### Goal:
Reproduce the items below word for word, from the line containing "Would you mind marking the stud" through the final line of the items.

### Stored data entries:
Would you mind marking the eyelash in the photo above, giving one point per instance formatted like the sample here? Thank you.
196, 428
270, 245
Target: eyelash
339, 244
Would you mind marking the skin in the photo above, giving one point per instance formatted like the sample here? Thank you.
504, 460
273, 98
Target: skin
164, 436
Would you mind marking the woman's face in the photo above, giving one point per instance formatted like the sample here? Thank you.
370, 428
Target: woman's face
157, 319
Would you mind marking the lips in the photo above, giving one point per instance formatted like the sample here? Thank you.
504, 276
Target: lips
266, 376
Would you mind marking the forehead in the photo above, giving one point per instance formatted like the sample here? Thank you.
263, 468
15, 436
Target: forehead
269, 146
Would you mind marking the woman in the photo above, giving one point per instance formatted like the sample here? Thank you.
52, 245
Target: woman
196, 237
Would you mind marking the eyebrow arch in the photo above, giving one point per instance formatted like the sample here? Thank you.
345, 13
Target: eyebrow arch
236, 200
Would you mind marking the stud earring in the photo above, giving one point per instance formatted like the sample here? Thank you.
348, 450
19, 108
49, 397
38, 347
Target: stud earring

### Response below:
Would you mind marking the stud earring in the photo above, giving one point per instance formatted like the sample here? Thank you.
348, 450
19, 108
49, 397
38, 347
Target: stud earring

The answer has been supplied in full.